Your goal: Look through the listing below for lines containing "this". State how many there are, and nothing else.

○ ○ ○ ○ ○

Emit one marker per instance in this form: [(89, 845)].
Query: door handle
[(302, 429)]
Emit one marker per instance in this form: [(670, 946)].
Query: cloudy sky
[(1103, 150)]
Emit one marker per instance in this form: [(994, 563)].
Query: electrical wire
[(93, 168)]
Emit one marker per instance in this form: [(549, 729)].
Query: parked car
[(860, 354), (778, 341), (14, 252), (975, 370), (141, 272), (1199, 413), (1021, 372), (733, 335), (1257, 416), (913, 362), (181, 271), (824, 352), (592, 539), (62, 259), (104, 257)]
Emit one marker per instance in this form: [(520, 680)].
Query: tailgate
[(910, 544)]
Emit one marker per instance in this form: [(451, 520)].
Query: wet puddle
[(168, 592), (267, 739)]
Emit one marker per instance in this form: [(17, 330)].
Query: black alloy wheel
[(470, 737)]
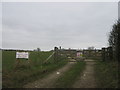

○ ○ ○ ○ ○

Answer to the problem: 7